Locate each line in the rows below that contains the word "yellow" and copy those lines out.

Records in a dataset
--------------------------------------------------
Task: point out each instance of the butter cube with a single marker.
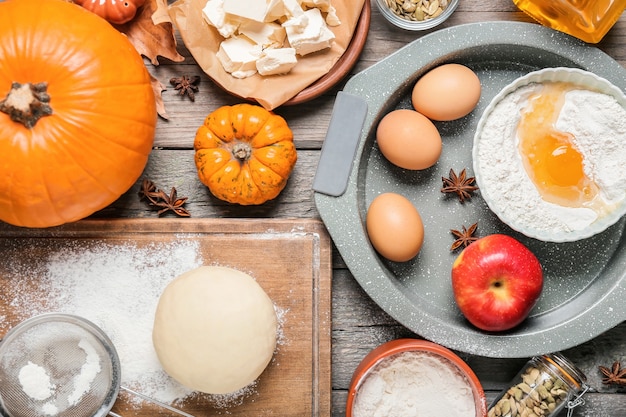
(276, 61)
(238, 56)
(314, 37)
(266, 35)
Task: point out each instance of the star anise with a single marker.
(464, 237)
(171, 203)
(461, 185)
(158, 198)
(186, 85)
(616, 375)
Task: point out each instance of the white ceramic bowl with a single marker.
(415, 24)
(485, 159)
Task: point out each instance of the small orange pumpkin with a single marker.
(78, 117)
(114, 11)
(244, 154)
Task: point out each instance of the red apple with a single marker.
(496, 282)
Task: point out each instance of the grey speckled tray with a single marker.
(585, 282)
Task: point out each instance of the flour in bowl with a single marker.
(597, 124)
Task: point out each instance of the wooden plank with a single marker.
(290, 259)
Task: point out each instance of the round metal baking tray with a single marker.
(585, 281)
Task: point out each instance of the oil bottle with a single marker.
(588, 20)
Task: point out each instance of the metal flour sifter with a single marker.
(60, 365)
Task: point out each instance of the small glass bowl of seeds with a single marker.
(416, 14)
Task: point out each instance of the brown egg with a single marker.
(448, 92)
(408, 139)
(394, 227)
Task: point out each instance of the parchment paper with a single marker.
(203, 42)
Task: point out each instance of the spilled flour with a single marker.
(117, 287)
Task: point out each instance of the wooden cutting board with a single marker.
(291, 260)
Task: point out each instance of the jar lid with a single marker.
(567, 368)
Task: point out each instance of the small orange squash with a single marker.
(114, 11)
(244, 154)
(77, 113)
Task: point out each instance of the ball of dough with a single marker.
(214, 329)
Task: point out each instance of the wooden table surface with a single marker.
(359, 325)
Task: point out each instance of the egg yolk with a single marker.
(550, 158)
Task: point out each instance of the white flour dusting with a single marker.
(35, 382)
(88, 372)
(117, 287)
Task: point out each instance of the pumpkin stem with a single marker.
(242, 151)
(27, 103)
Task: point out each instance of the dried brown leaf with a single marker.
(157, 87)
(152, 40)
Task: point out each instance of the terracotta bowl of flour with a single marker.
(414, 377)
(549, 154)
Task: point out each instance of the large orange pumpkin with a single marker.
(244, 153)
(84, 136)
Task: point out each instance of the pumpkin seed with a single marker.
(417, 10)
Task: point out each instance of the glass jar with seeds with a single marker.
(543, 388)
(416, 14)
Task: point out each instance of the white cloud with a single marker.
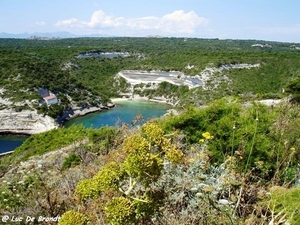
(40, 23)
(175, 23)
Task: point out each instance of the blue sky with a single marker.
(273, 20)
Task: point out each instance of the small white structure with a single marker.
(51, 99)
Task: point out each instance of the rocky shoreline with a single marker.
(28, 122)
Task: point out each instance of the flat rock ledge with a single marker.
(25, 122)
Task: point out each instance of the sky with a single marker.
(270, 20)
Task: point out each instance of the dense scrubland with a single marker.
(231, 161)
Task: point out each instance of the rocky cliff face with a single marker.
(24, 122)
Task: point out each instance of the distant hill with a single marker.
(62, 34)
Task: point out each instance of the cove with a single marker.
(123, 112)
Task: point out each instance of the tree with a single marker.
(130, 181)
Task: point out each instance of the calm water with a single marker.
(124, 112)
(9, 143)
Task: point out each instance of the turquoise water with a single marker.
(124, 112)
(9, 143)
--------------------------------------------------
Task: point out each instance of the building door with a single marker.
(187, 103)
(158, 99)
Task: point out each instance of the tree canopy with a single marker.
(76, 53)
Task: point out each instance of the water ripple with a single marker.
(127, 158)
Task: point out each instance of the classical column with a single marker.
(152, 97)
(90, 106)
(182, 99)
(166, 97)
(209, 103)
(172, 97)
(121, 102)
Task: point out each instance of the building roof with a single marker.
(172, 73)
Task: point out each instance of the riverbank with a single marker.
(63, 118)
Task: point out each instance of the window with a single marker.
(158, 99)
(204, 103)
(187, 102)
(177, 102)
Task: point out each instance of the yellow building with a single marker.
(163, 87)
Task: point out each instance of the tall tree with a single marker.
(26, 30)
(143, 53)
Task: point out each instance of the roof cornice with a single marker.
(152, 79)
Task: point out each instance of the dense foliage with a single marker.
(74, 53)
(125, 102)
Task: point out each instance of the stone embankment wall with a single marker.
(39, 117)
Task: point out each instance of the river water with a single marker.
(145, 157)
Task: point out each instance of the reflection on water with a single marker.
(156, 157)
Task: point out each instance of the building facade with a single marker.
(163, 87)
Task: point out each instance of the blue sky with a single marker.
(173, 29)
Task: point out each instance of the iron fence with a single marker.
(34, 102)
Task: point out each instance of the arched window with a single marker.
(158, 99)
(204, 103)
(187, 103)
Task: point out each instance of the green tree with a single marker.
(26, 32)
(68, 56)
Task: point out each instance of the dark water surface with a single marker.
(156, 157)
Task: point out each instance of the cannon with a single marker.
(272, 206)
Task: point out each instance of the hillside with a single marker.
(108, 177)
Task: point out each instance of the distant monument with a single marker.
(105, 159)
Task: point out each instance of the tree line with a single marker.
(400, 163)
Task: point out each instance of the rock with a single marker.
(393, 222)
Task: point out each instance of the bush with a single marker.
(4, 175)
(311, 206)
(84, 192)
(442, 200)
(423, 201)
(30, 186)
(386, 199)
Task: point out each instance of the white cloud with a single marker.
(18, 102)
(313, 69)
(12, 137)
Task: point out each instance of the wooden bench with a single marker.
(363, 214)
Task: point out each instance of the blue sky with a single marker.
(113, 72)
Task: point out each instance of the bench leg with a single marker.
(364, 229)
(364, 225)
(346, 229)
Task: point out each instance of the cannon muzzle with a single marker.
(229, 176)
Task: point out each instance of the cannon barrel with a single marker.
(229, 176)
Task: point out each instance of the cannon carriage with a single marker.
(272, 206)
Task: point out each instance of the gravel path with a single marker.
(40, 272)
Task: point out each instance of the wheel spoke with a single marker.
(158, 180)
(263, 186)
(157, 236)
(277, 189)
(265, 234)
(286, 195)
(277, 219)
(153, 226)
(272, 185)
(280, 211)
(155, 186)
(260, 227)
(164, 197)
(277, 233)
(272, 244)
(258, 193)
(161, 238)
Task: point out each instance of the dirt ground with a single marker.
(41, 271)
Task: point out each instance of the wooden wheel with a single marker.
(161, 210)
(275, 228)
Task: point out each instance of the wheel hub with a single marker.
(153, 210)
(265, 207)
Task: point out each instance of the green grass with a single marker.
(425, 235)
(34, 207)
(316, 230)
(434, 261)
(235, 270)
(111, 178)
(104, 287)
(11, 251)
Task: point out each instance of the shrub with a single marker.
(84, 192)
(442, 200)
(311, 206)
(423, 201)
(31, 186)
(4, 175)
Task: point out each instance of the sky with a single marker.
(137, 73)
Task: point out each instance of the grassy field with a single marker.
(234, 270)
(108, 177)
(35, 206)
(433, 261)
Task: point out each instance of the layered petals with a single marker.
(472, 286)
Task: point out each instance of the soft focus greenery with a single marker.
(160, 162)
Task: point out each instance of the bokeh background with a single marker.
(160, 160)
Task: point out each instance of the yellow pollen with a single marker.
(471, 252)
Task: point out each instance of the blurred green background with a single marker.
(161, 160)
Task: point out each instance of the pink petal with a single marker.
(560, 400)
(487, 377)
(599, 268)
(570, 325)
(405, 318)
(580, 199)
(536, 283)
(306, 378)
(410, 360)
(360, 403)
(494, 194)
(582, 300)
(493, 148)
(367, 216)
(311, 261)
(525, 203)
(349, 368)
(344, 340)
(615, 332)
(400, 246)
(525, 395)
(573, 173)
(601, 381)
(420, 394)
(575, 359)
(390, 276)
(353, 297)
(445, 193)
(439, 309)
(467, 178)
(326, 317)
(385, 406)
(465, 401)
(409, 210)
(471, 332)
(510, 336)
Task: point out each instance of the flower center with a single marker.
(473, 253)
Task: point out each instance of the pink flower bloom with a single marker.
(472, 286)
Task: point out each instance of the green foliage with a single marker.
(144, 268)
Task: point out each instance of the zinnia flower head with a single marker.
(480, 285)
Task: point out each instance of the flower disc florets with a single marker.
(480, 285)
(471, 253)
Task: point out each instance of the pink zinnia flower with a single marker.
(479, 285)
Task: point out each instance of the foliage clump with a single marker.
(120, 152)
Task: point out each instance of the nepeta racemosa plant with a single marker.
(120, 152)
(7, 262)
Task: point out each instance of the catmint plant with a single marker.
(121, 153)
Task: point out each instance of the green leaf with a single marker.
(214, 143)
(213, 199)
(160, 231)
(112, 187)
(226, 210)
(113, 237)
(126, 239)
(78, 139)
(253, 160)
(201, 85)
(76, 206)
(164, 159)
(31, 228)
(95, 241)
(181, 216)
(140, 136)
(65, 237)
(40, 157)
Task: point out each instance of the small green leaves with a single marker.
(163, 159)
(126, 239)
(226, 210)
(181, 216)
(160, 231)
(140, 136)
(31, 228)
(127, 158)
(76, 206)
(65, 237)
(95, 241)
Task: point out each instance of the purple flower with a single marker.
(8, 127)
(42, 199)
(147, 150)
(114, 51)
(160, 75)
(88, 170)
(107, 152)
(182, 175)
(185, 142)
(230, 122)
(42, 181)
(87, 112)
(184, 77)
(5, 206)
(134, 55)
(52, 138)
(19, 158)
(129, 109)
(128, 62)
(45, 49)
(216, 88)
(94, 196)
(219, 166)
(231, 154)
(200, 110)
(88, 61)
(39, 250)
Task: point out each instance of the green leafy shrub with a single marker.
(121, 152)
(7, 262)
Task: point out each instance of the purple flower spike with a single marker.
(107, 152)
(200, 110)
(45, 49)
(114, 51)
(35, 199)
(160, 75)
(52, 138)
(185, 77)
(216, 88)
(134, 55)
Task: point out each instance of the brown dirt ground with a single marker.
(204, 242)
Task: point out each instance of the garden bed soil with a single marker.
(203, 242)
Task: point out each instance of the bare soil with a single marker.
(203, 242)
--------------------------------------------------
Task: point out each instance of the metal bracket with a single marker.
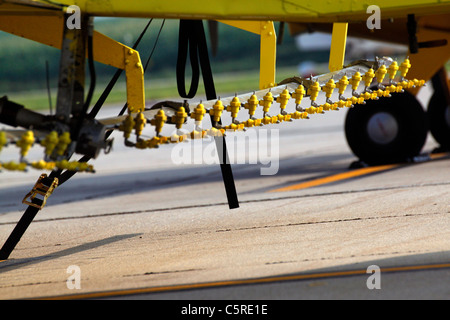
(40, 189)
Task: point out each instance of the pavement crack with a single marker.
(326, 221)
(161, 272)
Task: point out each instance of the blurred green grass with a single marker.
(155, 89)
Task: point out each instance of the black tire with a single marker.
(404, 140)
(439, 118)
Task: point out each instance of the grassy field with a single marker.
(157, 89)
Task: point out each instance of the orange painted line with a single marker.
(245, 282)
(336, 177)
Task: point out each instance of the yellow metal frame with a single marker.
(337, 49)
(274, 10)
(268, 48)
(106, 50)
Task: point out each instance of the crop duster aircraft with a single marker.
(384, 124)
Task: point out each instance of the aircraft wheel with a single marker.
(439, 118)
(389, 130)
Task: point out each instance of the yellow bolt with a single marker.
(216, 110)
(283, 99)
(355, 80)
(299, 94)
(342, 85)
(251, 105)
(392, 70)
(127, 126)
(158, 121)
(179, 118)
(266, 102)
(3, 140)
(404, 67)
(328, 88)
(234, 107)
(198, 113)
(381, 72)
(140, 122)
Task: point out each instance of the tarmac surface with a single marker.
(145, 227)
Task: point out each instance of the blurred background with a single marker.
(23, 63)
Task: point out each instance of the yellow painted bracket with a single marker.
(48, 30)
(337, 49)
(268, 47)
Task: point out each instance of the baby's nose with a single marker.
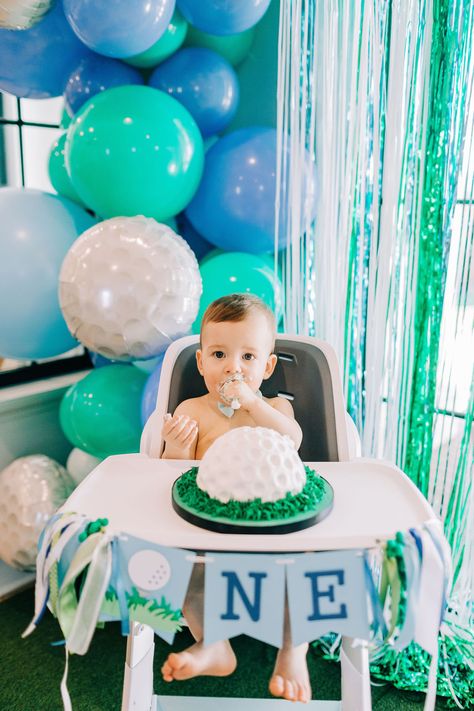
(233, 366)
--------------------------------------------------
» **OUTPUT**
Task: point out each instance of the yellow building with a single marker.
Task: point out each instance of the yellow pollen with a single marker.
Task: point out each instance of the yellow metal frame with a single marker.
Task: point out each instance of the yellow bolt with a single marker.
Task: point out each instance of the yellow painted bracket with a single marker.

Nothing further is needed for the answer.